* Begin PROVIDED TEXT *

Re: FW: selfcheck hangs

2003-06-19 Thread Paul Bijnens
Steven M. Wilson wrote:
That could very well be the problem I'm having since I just tried a df 
on the client system and it ground to a halt trying to located NFS 
mounts.  We rely heavily on NFS here so I'll need to figure out how to 
get around this problem in the future.  Thanks for the info.



Mount your non-critical nfs filesystems with mount options soft,intr
instead of hard,nointr (or eventually hard,intr) to avoid the blocking.
Yes, the man page says intr just causes a lot of trouble, but hard
mounts result in non-killable processes (unless you specify intr in
which case you can kill the process, but it will not timeout by itself).
And be very careful what you categorize critical: a disk with software 
packages even including amanda, is not critical in this sense; an nfs
mounted root partition is critical.
(Yes, the man page says intr just cause a lot of trouble, but hard
mounts result in non-killable processes.  Be careful to put your 
critical nfs shares on stable hard/software that does not need frequent
reboots.)

my 0.02 

--
Paul Bijnens, XplanationTel  +32 16 397.511
Technologielaan 21 bus 2, B-3001 Leuven, BELGIUMFax  +32 16 397.512
http://www.xplanation.com/  email:  [EMAIL PROTECTED]
***
* I think I've got the hang of it now:  exit, ^D, ^C, ^\, ^Z, ^Q, F6, *
* quit,  ZZ, :q, :q!,  M-Z, ^X^C,  logoff, logout, close, bye,  /bye, *
* stop, end, F3, ~., ^]c, +++ ATH, disconnect, halt,  abort,  hangup, *
* PF4, F20, ^X^X, :D::D, KJOB, F14-f-e, F8-e,  kill -1 $$,  shutdown, *
* kill -9 1,  Alt-F4,  Ctrl-Alt-Del,  AltGr-NumLock,  Stop-A,  ...*
* ...  Are you sure?  ...   YES   ...   Phew ...   I'm out  *
***



RE: FW: selfcheck hangs

2003-06-18 Thread Jeremy L. Mordkoff

no, the list was no help. The problem was that the client had nfs-mounted a disk that 
was no longer on the net, so anything that iterated over mounts (like df) was hanging. 
That is probably why reboot solve it. I don't allow key machines to be nfs clients 
anymore.

* End PROVIDED TEXT *
* Begin DATA SUPPLIED *

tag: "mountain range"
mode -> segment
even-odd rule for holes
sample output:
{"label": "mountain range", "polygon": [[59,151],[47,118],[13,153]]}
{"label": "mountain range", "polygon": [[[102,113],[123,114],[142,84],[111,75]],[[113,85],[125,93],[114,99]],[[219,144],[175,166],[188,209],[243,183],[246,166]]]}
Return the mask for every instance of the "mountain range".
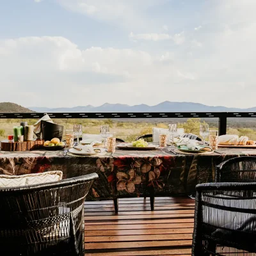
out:
{"label": "mountain range", "polygon": [[[164,101],[155,106],[140,104],[129,106],[122,104],[109,104],[99,107],[92,105],[77,106],[74,108],[38,108],[30,107],[29,109],[40,113],[92,113],[92,112],[256,112],[256,107],[247,109],[237,108],[227,108],[223,106],[211,106],[200,103],[193,102],[175,102]],[[1,110],[1,109],[0,109]]]}

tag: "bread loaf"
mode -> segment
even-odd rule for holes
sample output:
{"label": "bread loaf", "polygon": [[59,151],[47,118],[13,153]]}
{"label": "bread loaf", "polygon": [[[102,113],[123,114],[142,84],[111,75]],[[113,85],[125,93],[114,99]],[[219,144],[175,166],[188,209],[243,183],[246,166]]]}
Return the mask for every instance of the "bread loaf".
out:
{"label": "bread loaf", "polygon": [[221,135],[218,139],[218,144],[220,145],[237,145],[237,135]]}
{"label": "bread loaf", "polygon": [[249,138],[247,136],[241,136],[238,139],[238,141],[237,145],[244,145],[247,144],[247,141],[249,140]]}

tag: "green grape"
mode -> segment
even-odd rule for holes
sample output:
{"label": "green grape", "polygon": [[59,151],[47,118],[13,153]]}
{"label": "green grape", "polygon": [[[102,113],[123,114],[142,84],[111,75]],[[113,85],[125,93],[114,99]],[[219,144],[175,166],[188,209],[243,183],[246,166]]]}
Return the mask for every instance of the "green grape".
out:
{"label": "green grape", "polygon": [[132,147],[137,147],[140,148],[146,147],[148,145],[148,143],[145,141],[143,139],[140,139],[136,141],[132,141]]}

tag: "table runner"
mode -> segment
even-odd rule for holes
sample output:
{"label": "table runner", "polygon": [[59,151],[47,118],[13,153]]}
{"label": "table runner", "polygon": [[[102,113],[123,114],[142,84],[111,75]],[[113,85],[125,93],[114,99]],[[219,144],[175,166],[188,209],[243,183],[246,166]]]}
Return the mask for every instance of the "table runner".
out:
{"label": "table runner", "polygon": [[0,151],[0,174],[21,175],[61,170],[67,179],[96,172],[88,200],[115,197],[191,195],[199,183],[214,180],[215,166],[239,156],[256,156],[256,150],[221,148],[223,154],[173,154],[166,149],[117,150],[114,156],[63,156],[63,151]]}

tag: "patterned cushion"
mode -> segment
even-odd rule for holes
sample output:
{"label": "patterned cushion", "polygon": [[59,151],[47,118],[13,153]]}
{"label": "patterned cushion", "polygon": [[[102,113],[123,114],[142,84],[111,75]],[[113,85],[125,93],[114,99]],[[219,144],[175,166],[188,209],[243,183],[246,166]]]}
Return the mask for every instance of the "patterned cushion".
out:
{"label": "patterned cushion", "polygon": [[51,171],[24,175],[0,175],[0,188],[35,185],[61,180],[62,172]]}

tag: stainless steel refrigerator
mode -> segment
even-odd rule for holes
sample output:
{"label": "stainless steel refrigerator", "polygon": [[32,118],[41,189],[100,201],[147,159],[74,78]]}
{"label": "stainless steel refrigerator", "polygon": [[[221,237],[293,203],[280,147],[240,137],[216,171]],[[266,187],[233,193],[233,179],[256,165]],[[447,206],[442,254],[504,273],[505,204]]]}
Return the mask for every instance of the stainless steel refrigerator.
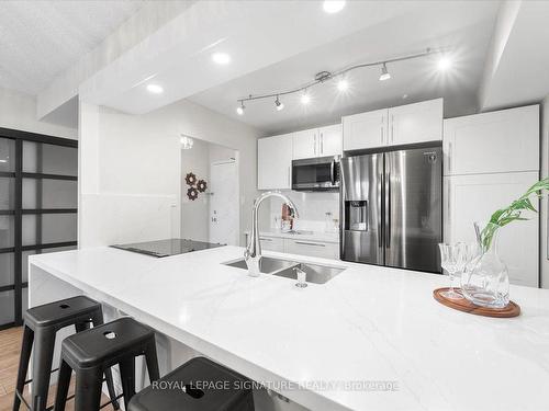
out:
{"label": "stainless steel refrigerator", "polygon": [[341,260],[440,273],[440,146],[346,157]]}

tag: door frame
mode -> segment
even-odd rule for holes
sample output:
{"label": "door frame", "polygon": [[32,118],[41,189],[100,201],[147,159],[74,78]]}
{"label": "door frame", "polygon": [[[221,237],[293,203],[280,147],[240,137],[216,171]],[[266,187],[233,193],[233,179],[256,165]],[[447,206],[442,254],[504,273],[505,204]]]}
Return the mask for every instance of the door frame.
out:
{"label": "door frame", "polygon": [[[240,163],[239,163],[239,151],[238,150],[235,150],[235,149],[232,149],[234,151],[234,160],[221,160],[221,161],[212,161],[210,163],[210,179],[212,178],[212,165],[220,165],[220,164],[227,164],[227,163],[233,163],[235,164],[235,170],[236,170],[236,206],[237,206],[237,213],[236,213],[236,242],[237,242],[237,247],[240,246],[240,213],[242,213],[242,207],[240,207],[240,179],[239,179],[239,175],[240,175]],[[211,197],[210,197],[210,202],[211,202]],[[211,207],[211,204],[208,205],[208,207],[210,208]],[[209,210],[210,212],[210,210]],[[211,217],[211,216],[210,216]],[[210,224],[211,221],[209,220],[208,224]],[[210,229],[208,230],[208,232],[210,233]]]}
{"label": "door frame", "polygon": [[[42,182],[43,179],[47,180],[69,180],[78,181],[78,175],[63,175],[63,174],[47,174],[42,172],[24,172],[23,171],[23,141],[42,142],[54,146],[78,148],[78,141],[68,138],[60,138],[48,136],[44,134],[23,132],[11,128],[0,127],[0,138],[11,139],[15,141],[15,167],[14,171],[2,171],[0,178],[14,179],[14,203],[12,209],[0,210],[1,216],[13,216],[13,247],[0,249],[0,254],[13,253],[13,284],[0,287],[0,293],[13,290],[13,321],[0,324],[0,330],[18,327],[23,323],[22,307],[23,307],[23,288],[29,284],[23,283],[23,265],[22,258],[24,251],[42,251],[45,249],[59,248],[59,247],[76,247],[77,241],[65,241],[56,243],[38,243],[36,239],[34,244],[22,244],[22,224],[23,215],[36,215],[37,221],[44,214],[77,214],[78,208],[23,208],[23,179],[35,179]],[[38,159],[40,160],[40,159]],[[41,184],[37,184],[40,186]],[[38,197],[37,197],[38,198]],[[36,230],[37,236],[40,230]]]}

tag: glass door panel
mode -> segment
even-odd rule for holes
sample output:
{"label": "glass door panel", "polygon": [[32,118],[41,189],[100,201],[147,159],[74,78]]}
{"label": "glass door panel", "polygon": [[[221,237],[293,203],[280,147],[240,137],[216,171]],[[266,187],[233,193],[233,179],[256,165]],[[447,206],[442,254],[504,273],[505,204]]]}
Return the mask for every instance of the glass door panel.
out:
{"label": "glass door panel", "polygon": [[0,172],[15,171],[15,141],[0,138]]}
{"label": "glass door panel", "polygon": [[[14,258],[12,252],[0,254],[0,289],[2,287],[12,286],[15,282],[14,275]],[[1,324],[1,322],[0,322]]]}
{"label": "glass door panel", "polygon": [[15,208],[15,179],[0,176],[0,210]]}
{"label": "glass door panel", "polygon": [[78,182],[23,179],[23,209],[77,208]]}
{"label": "glass door panel", "polygon": [[23,172],[76,176],[78,174],[78,149],[24,141]]}

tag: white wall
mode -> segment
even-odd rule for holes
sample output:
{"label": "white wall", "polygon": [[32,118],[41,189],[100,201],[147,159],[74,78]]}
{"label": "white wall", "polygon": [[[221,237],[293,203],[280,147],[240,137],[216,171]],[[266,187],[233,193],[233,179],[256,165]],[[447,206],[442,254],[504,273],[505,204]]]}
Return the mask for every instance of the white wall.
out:
{"label": "white wall", "polygon": [[142,116],[80,103],[79,247],[180,235],[180,134],[239,151],[243,241],[257,130],[184,100]]}
{"label": "white wall", "polygon": [[192,149],[181,150],[181,238],[208,241],[210,237],[209,196],[200,193],[197,199],[189,199],[189,186],[184,181],[189,172],[199,180],[210,181],[210,146],[209,142],[194,139]]}
{"label": "white wall", "polygon": [[[541,103],[541,178],[549,176],[549,94]],[[548,251],[548,221],[549,207],[548,196],[541,198],[541,207],[539,214],[540,222],[540,250],[539,250],[539,269],[541,272],[541,287],[549,288],[549,251]]]}
{"label": "white wall", "polygon": [[[298,191],[284,192],[298,207],[300,218],[296,220],[295,229],[325,231],[326,213],[332,213],[332,218],[339,219],[339,193],[306,193]],[[282,201],[269,198],[269,222],[267,229],[274,228],[274,216],[280,220],[282,214]]]}
{"label": "white wall", "polygon": [[36,119],[36,99],[14,90],[0,89],[0,127],[78,138],[78,130]]}

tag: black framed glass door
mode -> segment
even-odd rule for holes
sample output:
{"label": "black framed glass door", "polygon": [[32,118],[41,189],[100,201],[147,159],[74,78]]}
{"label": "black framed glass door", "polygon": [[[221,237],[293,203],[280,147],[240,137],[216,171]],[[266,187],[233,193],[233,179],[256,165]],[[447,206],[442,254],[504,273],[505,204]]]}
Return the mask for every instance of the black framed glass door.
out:
{"label": "black framed glass door", "polygon": [[0,128],[0,329],[22,323],[29,255],[77,246],[78,141]]}

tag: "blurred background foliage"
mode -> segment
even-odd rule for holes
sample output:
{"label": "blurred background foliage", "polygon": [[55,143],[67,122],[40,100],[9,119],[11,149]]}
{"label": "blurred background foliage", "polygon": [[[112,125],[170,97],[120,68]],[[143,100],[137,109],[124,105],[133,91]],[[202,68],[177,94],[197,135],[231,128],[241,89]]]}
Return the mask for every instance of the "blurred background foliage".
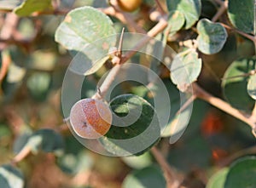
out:
{"label": "blurred background foliage", "polygon": [[[102,0],[59,2],[60,9],[84,5],[108,6]],[[0,1],[0,9],[12,9],[20,3],[19,0]],[[211,0],[201,3],[201,17],[212,18],[218,4]],[[144,0],[141,11],[133,13],[137,23],[145,29],[154,24],[148,19],[148,11],[154,6],[154,1]],[[7,16],[17,20],[13,35],[16,39],[22,38],[19,43],[4,40]],[[117,31],[126,26],[111,18]],[[16,186],[10,187],[17,188],[24,184],[20,179],[25,179],[25,187],[28,188],[126,188],[137,184],[138,185],[134,187],[165,187],[163,173],[149,151],[129,157],[96,154],[79,144],[63,122],[61,83],[73,58],[55,42],[55,31],[63,19],[64,15],[57,14],[19,19],[15,14],[0,14],[1,70],[8,65],[6,75],[3,75],[3,71],[0,72],[0,165],[8,165],[15,160],[15,166],[22,172],[21,175],[16,168],[11,169],[10,165],[2,166],[0,183],[6,183],[3,172],[9,171],[13,174],[15,174],[12,179],[18,182]],[[177,49],[178,42],[190,33],[192,30],[182,30],[168,44]],[[248,39],[229,31],[227,42],[220,52],[211,55],[200,54],[203,68],[198,83],[210,93],[224,98],[221,78],[227,67],[240,57],[253,55],[253,48]],[[108,68],[109,65],[106,64],[95,75],[86,77],[83,97],[93,95],[97,80]],[[162,78],[172,84],[166,71],[163,69]],[[119,87],[113,95],[129,92],[142,96],[145,94],[145,88],[135,83]],[[238,152],[237,157],[254,154],[254,145],[255,139],[243,122],[206,102],[195,100],[191,120],[182,138],[174,145],[169,145],[168,139],[163,138],[158,147],[177,174],[184,176],[183,186],[201,188],[206,186],[217,169],[230,164],[234,154]],[[30,148],[30,151],[26,148]],[[140,185],[137,179],[142,179],[144,186]]]}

* End DATA SUPPLIED *

TASKS TO PERFORM >>
a - In the selfcheck hangs thread above the records, what is everything from "no, the list" down to "df) was hanging."? Return that stretch word for word.
b - Answer these about the selfcheck hangs thread placed before the records:
(i) Which mount options does the reply recommend for non-critical NFS filesystems?
(ii) What does the reply give as an example of an NFS mount that is critical?
(iii) In the 2003-06-18 message, what had the client nfs-mounted?

COMPLETED EXERCISE >>
a -
no, the list was no help. The problem was that the client had nfs-mounted a disk that 
was no longer on the net, so anything that iterated over mounts (like df) was hanging.

b -
(i) soft,intr
(ii) An NFS-mounted root partition
(iii) A disk that was no longer on the net